About this exercise. Exactly as given, write out all the entries again.

Stored data entries.
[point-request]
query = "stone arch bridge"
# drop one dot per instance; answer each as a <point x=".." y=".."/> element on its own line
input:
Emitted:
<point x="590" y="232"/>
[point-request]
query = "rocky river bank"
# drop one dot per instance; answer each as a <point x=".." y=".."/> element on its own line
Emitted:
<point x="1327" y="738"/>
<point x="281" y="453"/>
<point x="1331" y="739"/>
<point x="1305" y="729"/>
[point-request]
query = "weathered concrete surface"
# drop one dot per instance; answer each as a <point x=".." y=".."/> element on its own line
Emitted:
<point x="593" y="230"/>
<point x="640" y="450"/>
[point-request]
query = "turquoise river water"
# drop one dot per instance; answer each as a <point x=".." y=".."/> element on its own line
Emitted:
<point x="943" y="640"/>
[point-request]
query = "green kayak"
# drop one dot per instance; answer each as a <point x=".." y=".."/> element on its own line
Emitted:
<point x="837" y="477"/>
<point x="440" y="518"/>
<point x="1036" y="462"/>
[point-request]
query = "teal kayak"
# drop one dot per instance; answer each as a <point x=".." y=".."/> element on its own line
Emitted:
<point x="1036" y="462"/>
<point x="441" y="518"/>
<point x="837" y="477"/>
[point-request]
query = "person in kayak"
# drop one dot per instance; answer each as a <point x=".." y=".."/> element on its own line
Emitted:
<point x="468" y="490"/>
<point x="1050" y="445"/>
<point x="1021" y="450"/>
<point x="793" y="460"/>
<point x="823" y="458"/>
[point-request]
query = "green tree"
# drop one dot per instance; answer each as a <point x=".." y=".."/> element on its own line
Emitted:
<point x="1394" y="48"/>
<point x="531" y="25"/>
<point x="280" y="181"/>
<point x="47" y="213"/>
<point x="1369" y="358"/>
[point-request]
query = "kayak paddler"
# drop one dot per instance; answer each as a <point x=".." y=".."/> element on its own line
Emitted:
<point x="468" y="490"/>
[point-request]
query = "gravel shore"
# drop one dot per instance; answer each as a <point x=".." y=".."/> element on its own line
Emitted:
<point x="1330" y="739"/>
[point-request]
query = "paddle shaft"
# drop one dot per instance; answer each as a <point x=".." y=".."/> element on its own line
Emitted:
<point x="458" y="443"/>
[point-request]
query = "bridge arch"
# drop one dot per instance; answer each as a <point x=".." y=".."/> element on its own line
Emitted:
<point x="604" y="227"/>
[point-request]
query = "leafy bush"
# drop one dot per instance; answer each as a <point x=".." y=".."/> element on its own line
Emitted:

Exercise answer.
[point-request]
query = "stone arch bridge"
# drop one dot per instance; answer each as a <point x=".." y=".."/> element on its own line
input:
Emitted:
<point x="590" y="232"/>
[point-request]
query = "rocky river bank"
# drop one dot per instance; answer each as a <point x=".." y=".."/> element on its own line
Emitted:
<point x="1327" y="738"/>
<point x="281" y="453"/>
<point x="1331" y="739"/>
<point x="1305" y="729"/>
[point-request]
query = "weathered concrete surface"
# drop one dot per instance; answer each as a <point x=".." y=".."/> element on its own line
Emitted:
<point x="593" y="230"/>
<point x="640" y="450"/>
[point-request]
query = "turquoise river water"
# drop one dot per instance; answer each as a <point x=".." y=".."/> element on its own line
Emitted:
<point x="943" y="640"/>
[point-request]
query = "green kayak"
# drop one dot per instance; answer each as a <point x=".." y=".."/> element on its own line
Emitted:
<point x="837" y="477"/>
<point x="440" y="518"/>
<point x="1036" y="462"/>
[point-request]
query = "teal kayak"
# drop one dot per instance; answer each as a <point x=".." y=".."/> element on its own line
Emitted:
<point x="1036" y="462"/>
<point x="441" y="518"/>
<point x="837" y="477"/>
[point-request]
query = "person in kayak"
# drop one dot per instance; answer each as a <point x=".." y=".."/> element on its own line
Emitted:
<point x="468" y="490"/>
<point x="1050" y="445"/>
<point x="1021" y="450"/>
<point x="793" y="460"/>
<point x="823" y="458"/>
[point-request]
query = "green tree"
# drop one dot per instance; answer each as a <point x=".." y=".."/> element on its own line
Emitted:
<point x="1394" y="48"/>
<point x="531" y="25"/>
<point x="280" y="181"/>
<point x="47" y="213"/>
<point x="1369" y="358"/>
[point-request]
query = "kayak paddler"
# drop one dot per instance; answer each as a <point x=".." y=".."/> element on its own line
Emitted:
<point x="468" y="490"/>
[point-request]
query = "gravel shore"
# drop one dot per instance; answer each as a <point x=".." y=".."/> element on its own line
Emitted:
<point x="1330" y="739"/>
[point-request]
query = "paddle shaft"
# drop one dot per instance; answer each as a <point x=".." y=".."/> element on its own line
Emitted:
<point x="458" y="443"/>
[point-request]
query = "bridge arch"
# drop one dot per instance; answer each as a <point x=".." y=".."/> element on its own line
Emitted:
<point x="604" y="227"/>
[point-request]
query = "leafy bush"
# drop one dot per instance; answer each as a <point x=".." y=".."/> element on its own line
Emitted:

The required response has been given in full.